- [Required tasks]
A: From the article on Canada's break with Iran, extract everything from "John Mundy is" down to "into the country.".
B: Name every person identified by name in the article on Canada's break with Iran, including the byline.

By Ken Hanly     Sep 8, 2012 in Politics
Ottawa - John Mundy former Canadian ambassador to Iran said that breaking off relations with Iran is a strategic mistake at a time when the international community needs to know what is going on in the country.
John Mundy is a retired Canadia diplomat who was sent as ambassador to Iran in 2007. He wonders why Canada is cutting ties to Iran when the international community needs more not less information about what is going on. Of course the ambassador does not mention that the closing of the embassy will make it difficult for Iranians in Canada to make arrangements to return to Iran or for Iranians to come to Canada. The Canadian role in Iran is no doubt to spy as we have done previously.
Consider this report from the Globe and Mail:
Ken Taylor, the Canadian diplomat celebrated 30 years ago for hiding U.S. embassy personnel during the Iranian revolution, actively spied for the Americans and helped them plan an armed incursion into the country.
Mundy also points out that closing the embassy also will make it difficult for Canada to play any role as an international player in any negotiated deal to prevent Iran from making and deploying nuclear weapons. Mundy, who is a visiting associate at the Centre for International Policy Studies at the University of Ottawa, said:“It’s a grave step and it can’t easily be reversed...I know from experience it’s very, very tough to understand what’s going on in the country.” Mundy suggested that Prime Minister Harper might be preparing Canadians to support a military strike against Iran. Mundy had written earlier:“This is the first time in decades that a Canadian prime minister, Liberal or Conservative, appears to be advocating approaches that reduce diplomatic opportunities for peace during an international crisis,”

Stored data
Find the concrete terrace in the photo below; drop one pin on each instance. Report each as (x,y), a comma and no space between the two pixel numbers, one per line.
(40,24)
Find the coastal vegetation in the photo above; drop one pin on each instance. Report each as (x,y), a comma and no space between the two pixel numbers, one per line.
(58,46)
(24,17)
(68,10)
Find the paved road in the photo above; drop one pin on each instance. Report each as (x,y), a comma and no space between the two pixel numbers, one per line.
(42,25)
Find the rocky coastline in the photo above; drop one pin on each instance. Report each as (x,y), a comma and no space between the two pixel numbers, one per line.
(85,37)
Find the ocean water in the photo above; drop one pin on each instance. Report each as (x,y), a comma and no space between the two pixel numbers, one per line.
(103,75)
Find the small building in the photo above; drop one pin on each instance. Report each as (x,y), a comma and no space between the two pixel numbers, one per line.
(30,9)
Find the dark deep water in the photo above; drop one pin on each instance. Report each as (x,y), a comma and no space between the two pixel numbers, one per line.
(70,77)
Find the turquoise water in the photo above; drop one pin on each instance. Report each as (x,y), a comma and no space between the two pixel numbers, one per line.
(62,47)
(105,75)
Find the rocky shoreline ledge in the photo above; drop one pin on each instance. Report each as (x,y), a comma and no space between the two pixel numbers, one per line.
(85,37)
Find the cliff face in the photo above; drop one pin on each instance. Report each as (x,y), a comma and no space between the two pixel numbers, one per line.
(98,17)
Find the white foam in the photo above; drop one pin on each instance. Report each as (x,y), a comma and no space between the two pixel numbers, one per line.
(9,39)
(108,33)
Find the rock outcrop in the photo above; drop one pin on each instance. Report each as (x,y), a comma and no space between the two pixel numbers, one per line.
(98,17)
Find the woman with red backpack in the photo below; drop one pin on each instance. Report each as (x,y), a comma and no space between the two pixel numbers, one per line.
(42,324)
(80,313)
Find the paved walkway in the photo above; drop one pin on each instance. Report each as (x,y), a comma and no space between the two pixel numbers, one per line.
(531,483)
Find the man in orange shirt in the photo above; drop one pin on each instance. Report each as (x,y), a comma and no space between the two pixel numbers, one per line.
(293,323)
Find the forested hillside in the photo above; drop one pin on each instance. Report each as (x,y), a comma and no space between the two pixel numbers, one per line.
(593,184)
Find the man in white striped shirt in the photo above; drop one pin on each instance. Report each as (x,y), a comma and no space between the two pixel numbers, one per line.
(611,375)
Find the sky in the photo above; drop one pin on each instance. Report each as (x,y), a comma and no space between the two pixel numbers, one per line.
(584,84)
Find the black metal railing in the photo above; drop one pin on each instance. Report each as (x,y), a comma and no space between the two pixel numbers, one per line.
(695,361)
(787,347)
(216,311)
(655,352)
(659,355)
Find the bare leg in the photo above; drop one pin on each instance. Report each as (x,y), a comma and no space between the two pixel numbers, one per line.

- [Task solutions]
A:
John Mundy is a retired Canadia diplomat who was sent as ambassador to Iran in 2007. He wonders why Canada is cutting ties to Iran when the international community needs more not less information about what is going on. Of course the ambassador does not mention that the closing of the embassy will make it difficult for Iranians in Canada to make arrangements to return to Iran or for Iranians to come to Canada. The Canadian role in Iran is no doubt to spy as we have done previously.
Consider this report from the Globe and Mail:
Ken Taylor, the Canadian diplomat celebrated 30 years ago for hiding U.S. embassy personnel during the Iranian revolution, actively spied for the Americans and helped them plan an armed incursion into the country.

B:
- Ken Hanly
- John Mundy
- Ken Taylor
- Prime Minister Harper